Task requirements: Please format the material from the line with "Has any black" to the line with "[0,412,1024,764]", both included, as a numbered list with blank lines left out.

Material to process:
══════════════════════════════
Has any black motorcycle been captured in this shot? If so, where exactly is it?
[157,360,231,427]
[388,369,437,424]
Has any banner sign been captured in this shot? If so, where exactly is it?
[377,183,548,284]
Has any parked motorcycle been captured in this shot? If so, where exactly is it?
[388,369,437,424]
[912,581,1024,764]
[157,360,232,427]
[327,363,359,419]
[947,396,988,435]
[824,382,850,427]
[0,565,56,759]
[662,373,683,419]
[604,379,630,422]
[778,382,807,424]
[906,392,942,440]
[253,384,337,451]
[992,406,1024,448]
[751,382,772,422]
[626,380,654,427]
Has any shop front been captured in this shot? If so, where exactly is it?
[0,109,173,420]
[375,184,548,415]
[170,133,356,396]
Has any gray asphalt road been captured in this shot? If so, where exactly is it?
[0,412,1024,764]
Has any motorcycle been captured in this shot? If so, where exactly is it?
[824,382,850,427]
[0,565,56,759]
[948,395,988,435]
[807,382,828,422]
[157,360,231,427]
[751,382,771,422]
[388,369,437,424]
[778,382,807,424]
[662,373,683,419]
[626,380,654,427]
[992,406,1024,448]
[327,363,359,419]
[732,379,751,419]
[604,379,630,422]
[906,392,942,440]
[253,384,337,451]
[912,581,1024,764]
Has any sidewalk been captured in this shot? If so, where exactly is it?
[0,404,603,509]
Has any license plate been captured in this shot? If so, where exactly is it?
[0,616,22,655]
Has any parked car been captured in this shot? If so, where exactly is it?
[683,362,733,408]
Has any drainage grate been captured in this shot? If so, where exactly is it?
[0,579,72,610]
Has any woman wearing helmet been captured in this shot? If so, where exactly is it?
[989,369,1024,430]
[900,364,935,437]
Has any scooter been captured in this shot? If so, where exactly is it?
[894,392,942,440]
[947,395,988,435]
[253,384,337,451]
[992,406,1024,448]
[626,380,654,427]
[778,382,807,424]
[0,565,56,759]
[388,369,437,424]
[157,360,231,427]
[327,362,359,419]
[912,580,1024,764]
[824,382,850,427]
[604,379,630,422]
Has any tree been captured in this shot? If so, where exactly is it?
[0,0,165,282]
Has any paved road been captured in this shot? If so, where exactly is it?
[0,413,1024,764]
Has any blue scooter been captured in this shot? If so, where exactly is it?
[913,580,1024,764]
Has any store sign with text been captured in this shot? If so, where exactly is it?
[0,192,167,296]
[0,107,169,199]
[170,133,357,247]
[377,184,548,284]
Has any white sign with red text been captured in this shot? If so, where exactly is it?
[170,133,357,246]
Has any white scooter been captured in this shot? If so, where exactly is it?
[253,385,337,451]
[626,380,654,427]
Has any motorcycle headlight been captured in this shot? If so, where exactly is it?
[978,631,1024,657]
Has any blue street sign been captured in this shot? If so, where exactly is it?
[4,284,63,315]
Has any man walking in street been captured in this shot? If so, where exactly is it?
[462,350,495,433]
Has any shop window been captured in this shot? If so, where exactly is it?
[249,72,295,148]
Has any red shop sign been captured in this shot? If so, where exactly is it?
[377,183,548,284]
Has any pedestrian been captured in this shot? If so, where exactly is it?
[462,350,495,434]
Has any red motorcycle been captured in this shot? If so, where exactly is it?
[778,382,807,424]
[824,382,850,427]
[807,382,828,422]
══════════════════════════════
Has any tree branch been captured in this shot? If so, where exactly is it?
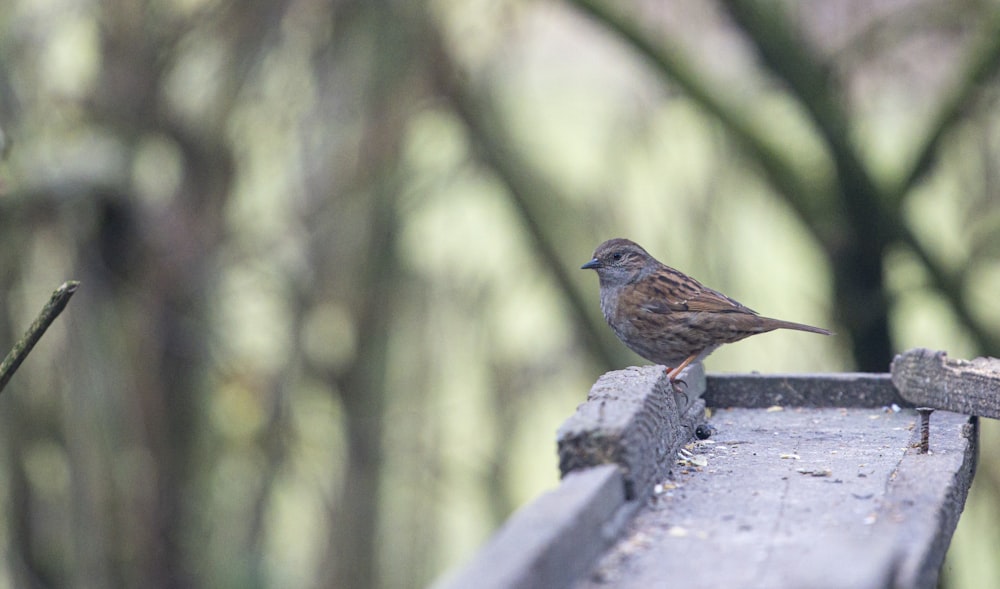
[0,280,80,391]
══════════════════════════════
Output for this task:
1. Has any black motorcycle been captured in this shot? If so, where exactly is it?
2. [157,360,231,427]
3. [388,369,437,424]
4. Has any banner sign been captured in this shot? If so, where exactly is it?
5. [377,183,548,284]
6. Has any parked motorcycle been captured in this shot? If so, where exactly is it?
7. [388,369,437,424]
8. [912,581,1024,764]
9. [157,360,232,427]
10. [327,363,359,419]
11. [947,396,988,435]
12. [824,382,850,427]
13. [0,565,56,759]
14. [662,373,683,419]
15. [604,379,630,422]
16. [778,382,807,424]
17. [906,392,942,440]
18. [253,384,337,451]
19. [992,406,1024,448]
20. [751,382,772,422]
21. [626,380,654,427]
22. Has any shop front been captured in this shot? If so, where exactly is it?
23. [0,109,173,420]
24. [375,184,548,415]
25. [170,133,356,396]
26. Has any gray asphalt road been captured in this shot? If so, where exactly is it?
27. [0,412,1024,764]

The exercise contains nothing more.